_The task_
Without skipping anything, write out each record below exactly.

○ ○ ○

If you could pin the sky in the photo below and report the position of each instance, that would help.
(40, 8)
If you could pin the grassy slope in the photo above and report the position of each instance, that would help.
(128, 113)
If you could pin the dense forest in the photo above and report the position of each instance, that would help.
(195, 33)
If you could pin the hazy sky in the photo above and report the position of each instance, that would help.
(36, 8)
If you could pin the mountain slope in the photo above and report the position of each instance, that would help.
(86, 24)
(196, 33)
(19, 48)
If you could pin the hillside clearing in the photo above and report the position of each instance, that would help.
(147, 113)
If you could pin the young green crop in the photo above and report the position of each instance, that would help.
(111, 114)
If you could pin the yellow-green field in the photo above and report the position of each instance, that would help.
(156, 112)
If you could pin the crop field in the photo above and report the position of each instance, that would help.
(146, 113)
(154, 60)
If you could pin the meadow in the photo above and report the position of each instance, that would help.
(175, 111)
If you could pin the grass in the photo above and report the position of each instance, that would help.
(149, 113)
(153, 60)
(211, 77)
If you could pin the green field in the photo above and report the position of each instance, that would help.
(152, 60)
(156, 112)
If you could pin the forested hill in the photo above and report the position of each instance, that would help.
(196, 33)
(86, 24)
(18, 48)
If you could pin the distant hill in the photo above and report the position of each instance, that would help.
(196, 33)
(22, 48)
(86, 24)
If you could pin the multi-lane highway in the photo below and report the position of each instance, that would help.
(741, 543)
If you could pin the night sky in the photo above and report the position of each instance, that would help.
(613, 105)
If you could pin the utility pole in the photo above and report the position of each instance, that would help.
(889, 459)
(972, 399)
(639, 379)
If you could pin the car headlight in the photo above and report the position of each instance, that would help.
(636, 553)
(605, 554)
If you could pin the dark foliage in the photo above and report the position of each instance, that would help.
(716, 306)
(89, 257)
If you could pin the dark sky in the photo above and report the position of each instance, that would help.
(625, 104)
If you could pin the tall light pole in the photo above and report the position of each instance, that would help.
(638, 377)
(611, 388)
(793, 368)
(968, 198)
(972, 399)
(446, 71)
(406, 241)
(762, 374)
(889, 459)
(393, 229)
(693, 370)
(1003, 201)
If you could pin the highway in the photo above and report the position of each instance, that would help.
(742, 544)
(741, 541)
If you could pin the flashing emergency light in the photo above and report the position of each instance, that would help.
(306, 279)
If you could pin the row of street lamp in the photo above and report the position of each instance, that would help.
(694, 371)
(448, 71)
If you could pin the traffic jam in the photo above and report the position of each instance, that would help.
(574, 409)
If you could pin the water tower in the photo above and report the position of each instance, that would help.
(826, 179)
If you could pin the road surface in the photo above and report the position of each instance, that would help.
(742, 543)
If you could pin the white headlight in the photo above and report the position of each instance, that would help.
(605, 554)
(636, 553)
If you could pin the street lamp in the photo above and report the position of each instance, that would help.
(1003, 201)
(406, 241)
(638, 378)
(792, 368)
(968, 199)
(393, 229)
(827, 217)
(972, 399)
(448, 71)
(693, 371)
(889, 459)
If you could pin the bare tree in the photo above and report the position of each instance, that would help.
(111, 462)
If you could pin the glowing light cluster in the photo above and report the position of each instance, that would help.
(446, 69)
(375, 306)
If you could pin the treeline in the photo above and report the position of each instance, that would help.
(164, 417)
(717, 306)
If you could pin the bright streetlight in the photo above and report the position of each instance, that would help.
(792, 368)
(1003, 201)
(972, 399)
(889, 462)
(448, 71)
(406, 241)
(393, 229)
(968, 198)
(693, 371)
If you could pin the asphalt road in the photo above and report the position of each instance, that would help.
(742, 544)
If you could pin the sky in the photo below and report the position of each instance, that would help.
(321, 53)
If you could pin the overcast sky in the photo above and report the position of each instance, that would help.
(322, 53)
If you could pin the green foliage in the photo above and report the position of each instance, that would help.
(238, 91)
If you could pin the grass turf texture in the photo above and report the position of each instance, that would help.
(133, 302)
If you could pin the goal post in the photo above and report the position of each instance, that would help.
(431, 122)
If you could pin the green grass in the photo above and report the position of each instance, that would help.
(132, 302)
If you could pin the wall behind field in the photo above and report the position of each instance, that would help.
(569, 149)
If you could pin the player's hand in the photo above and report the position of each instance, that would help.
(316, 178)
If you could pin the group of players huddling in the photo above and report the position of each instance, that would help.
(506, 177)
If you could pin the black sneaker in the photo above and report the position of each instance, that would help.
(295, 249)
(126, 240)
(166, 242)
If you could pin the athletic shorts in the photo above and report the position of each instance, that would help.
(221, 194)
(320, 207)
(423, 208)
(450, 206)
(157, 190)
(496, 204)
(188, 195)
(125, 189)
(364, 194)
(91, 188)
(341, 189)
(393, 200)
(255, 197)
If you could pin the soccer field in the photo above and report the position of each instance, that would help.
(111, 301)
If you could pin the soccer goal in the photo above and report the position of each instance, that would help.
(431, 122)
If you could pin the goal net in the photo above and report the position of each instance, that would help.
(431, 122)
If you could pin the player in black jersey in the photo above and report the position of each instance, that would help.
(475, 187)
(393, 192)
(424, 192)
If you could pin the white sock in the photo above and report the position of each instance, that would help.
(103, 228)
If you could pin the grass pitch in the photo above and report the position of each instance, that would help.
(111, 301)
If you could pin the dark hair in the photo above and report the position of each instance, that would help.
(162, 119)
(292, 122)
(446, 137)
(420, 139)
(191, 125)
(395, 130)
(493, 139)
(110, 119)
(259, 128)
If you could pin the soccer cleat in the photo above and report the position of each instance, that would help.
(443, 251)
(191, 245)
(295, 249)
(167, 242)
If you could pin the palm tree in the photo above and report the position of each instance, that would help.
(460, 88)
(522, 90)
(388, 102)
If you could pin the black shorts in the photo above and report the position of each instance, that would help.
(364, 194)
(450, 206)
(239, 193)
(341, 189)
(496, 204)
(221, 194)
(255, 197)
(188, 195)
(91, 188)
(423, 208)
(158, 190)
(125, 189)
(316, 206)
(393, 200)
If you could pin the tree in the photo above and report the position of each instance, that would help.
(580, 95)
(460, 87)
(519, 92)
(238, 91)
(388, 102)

○ ○ ○

_Right answer_
If you could pin the sky in the photo below and report the position of each instance, that would help.
(40, 8)
If you could pin the grassy slope in the photo above and report the position of each instance, that would help.
(128, 113)
If you could pin the dense forest in the photo above and report the position of each instance, that would help.
(195, 33)
If you could pin the hazy sky in the photo above and report the position of each instance, that would help.
(36, 8)
If you could pin the mountain slope in the photo above and report the position of each instance, that would help.
(86, 24)
(196, 33)
(19, 48)
If you could pin the hillside clearing in the photo above and report the position of each instance, that would help.
(147, 113)
If you could pin the young green crop in the photo above and report the position of each instance, that would help.
(111, 114)
If you could pin the yellow-green field in the photo above and report the position of each instance, that would help.
(156, 112)
If you could pin the crop field in the photo above and report the position of each instance, that would help.
(146, 113)
(154, 60)
If you could pin the meadow in the photo above and report the position of each instance, that would help.
(175, 111)
If you could pin the grass in the photo above and report the position of each instance, that would help.
(149, 113)
(153, 60)
(211, 77)
If you could pin the green field in the photo above and report the position of each instance, that would help.
(152, 60)
(156, 112)
If you could pin the forested hill in the photo above and report the position of each instance, that would help.
(196, 33)
(86, 24)
(18, 48)
If you could pin the distant hill in the photo above and report the position of each instance, that would help.
(196, 33)
(22, 48)
(86, 24)
If you could pin the multi-lane highway in the photo below and report the position of each instance, that would help.
(741, 543)
If you could pin the night sky in the photo above and report the position of each instance, that would help.
(613, 105)
If you could pin the utility pole in the photo above and report the position of each instance, that would help.
(889, 459)
(972, 399)
(639, 379)
If you could pin the car headlight in the photo above and report the position of each instance, that would help.
(636, 553)
(605, 554)
If you could pin the dark foliage in the photo above and report the position of each instance, that would help.
(716, 306)
(89, 257)
If you could pin the dark sky in the photo above and report the position of each instance, that would help.
(625, 104)
If you could pin the tall light pole in the photo above and report the position of each instance, that would help.
(638, 377)
(611, 388)
(793, 368)
(968, 198)
(972, 399)
(446, 71)
(406, 241)
(762, 374)
(889, 459)
(393, 229)
(693, 370)
(1003, 201)
If you could pin the highway in the photo above and report the position of each instance, that would help.
(742, 544)
(741, 541)
If you could pin the flashing emergency light in the photo above and report the position of each instance, that would help.
(306, 279)
If you could pin the row of street lamp in the photo above and report the position of each instance, that would help.
(694, 371)
(448, 71)
If you could pin the traffic jam in the photo above and report the position of each instance, that would help.
(574, 409)
If you could pin the water tower in the photo above and report the position of each instance, that would help.
(826, 179)
If you could pin the road surface in the photo above and report the position of each instance, that would help.
(742, 543)
If you could pin the white headlight in the photo above and report the position of each instance, that would help.
(605, 554)
(636, 553)
If you could pin the street lamp in the photo above and report the position of each instance, that would help.
(1003, 201)
(406, 241)
(638, 378)
(792, 368)
(968, 199)
(393, 229)
(827, 217)
(972, 399)
(448, 71)
(693, 371)
(889, 459)
If you could pin the bare tree in the photo above and report the position of each instance, that would help.
(111, 462)
If you could pin the glowing light cluster in the photo above and report the position of each instance, that would help.
(446, 69)
(375, 306)
If you could pin the treeline in the photo above and report the position of each instance, that would help.
(164, 417)
(717, 306)
If you could pin the bright streetlight in the photo above and report the position of each instance, that would help.
(792, 368)
(1003, 201)
(972, 399)
(889, 462)
(448, 71)
(406, 241)
(393, 229)
(968, 198)
(693, 371)
If you could pin the asphalt road in the photo above and report the position of each instance, that would help.
(742, 544)
If you could pin the sky in the photo below and report the position of each instance, that would help.
(321, 53)
If you could pin the overcast sky in the photo above and report the position of each instance, that would help.
(322, 53)
If you could pin the green foliage in the photo above and report the position of each instance, that would help.
(238, 91)
If you could pin the grass turf texture in the photo above and report the position of each instance, that would help.
(133, 302)
If you could pin the goal post in the photo above and report the position of each instance, that would help.
(431, 122)
If you could pin the green grass in the photo above and report the position of each instance, that would help.
(132, 302)
If you could pin the wall behind field in the photo above and report the position of each instance, that would help.
(569, 149)
If you could pin the player's hand in the photo above and report the position of each instance, that would help.
(316, 178)
If you could pin the group of players huddling in the photo above and report the position of each instance, that would help.
(506, 177)
If you could pin the black sneaker in the photo above and report the position of each instance, that would help.
(295, 249)
(126, 240)
(166, 242)
If you could pin the athletic shorts in the photo above and report the position of each instance, that would help.
(221, 194)
(320, 207)
(423, 208)
(450, 206)
(157, 190)
(496, 204)
(188, 195)
(125, 189)
(364, 194)
(91, 188)
(341, 189)
(393, 200)
(255, 197)
If you could pin the soccer field in the photo above and report the position of each instance, that would help.
(111, 301)
If you could pin the soccer goal in the photo above and report the position of each instance, that would help.
(431, 122)
If you could pin the goal net in the photo above and report the position of each instance, that would help.
(431, 122)
If you could pin the player in black jersey in the photo above and report the position of each instance, that would help.
(475, 187)
(393, 192)
(424, 192)
If you could pin the white sock in the photo above and report the position of each instance, that would help.
(103, 228)
If you could pin the grass pitch in the photo above and report the position of each instance, that would help.
(111, 301)
If you could pin the dark hair in the photo above and report the position of each instance, that would help.
(162, 119)
(292, 122)
(446, 137)
(420, 139)
(191, 125)
(395, 130)
(493, 139)
(110, 119)
(259, 128)
If you could pin the soccer cleat in the photo above and report the position of each instance, that would help.
(443, 251)
(191, 245)
(295, 249)
(167, 242)
If you could pin the palm tree in the photo above and report the position of each instance, that would help.
(460, 88)
(522, 90)
(388, 102)
If you could pin the black shorts in the photo above and report the position of each instance, that would help.
(364, 194)
(450, 206)
(239, 193)
(341, 189)
(496, 204)
(221, 194)
(255, 197)
(188, 195)
(91, 188)
(423, 208)
(158, 190)
(125, 189)
(316, 206)
(393, 200)
If you could pin the tree in the photo above and report the position of each instance, that would help.
(580, 95)
(460, 87)
(519, 92)
(238, 91)
(388, 102)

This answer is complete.